--- START ---

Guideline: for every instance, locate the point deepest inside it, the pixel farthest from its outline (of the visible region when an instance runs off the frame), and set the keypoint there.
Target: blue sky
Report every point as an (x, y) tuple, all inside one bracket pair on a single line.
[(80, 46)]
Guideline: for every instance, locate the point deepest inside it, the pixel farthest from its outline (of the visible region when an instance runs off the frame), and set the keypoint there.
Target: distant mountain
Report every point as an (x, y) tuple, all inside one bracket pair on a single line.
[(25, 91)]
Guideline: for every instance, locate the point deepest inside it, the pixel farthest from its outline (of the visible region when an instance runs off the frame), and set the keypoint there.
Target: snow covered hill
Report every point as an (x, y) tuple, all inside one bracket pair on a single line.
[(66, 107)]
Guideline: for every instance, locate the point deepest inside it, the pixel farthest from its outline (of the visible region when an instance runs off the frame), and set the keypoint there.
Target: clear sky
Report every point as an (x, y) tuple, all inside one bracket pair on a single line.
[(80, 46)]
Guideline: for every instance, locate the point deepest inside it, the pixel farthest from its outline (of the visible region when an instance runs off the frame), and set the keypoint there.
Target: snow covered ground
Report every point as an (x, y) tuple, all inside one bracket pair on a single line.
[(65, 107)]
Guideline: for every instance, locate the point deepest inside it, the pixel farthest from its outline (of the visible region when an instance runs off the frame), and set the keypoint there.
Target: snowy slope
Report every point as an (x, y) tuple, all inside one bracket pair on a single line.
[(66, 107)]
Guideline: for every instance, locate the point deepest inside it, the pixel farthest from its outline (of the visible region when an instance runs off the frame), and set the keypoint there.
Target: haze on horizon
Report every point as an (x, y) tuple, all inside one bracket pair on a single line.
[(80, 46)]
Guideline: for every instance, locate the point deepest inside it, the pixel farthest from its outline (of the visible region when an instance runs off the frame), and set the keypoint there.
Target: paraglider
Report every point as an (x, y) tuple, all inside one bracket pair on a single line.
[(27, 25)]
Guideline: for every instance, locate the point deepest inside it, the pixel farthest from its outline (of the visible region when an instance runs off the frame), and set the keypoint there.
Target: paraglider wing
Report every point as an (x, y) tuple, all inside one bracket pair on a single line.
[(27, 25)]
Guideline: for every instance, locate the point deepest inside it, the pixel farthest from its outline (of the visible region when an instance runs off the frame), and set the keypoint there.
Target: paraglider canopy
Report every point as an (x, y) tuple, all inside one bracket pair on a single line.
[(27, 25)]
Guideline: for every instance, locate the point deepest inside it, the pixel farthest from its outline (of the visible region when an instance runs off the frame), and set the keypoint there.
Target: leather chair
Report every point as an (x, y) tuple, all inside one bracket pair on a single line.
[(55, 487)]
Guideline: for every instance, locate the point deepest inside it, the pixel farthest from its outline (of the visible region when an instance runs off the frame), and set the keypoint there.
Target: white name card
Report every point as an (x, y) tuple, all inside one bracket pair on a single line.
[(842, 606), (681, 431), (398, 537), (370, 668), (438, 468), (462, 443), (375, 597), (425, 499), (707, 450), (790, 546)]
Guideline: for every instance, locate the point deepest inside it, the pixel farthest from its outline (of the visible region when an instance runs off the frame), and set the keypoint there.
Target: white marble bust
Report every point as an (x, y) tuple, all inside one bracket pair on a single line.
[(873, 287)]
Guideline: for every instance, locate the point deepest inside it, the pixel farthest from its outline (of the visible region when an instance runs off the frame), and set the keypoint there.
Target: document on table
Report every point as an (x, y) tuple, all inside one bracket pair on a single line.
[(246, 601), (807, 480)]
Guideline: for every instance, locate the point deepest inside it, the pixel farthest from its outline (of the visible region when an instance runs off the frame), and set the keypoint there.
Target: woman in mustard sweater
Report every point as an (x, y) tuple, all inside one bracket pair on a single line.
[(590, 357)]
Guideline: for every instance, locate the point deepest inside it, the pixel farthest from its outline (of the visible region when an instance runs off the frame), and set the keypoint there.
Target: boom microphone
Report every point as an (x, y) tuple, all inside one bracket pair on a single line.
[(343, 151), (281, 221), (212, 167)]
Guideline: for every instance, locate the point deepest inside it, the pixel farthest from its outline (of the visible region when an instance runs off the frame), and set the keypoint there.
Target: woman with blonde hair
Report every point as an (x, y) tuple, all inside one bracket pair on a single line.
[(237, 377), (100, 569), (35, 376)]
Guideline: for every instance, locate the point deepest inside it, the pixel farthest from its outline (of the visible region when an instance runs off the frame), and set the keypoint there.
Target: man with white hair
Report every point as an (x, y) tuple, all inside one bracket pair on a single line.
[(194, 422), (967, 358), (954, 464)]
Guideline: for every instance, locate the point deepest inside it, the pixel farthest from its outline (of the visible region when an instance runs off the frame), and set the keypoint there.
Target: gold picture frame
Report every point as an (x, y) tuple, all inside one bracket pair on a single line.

--- END ---

# TASK INSTRUCTIONS:
Copy out each line of the data in which the word "with" appears.

# SOLUTION:
Target: woman with blonde hair
Target: man with white hair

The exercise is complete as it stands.